Data for this exercise |
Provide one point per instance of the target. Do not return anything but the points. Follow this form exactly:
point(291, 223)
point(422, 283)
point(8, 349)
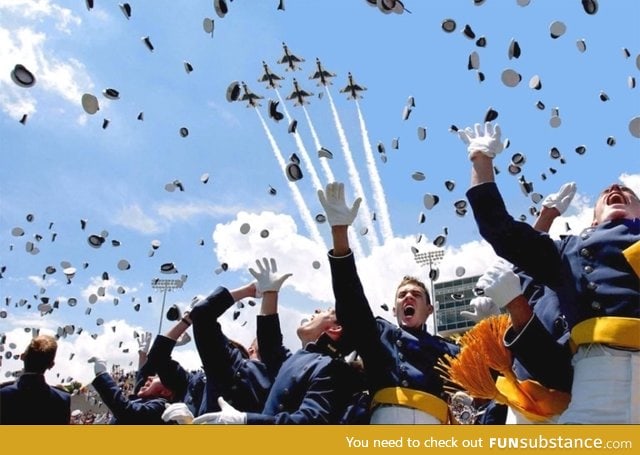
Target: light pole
point(164, 285)
point(432, 258)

Task brief | Extract every line of the data above and reproduce it verbatim, leaving the pictures out of your answer.

Worked solution |
Provide one point per instance of the target. Do not return anything but the points. Follow this form exactly:
point(291, 223)
point(422, 283)
point(8, 349)
Target: light pole
point(164, 285)
point(432, 258)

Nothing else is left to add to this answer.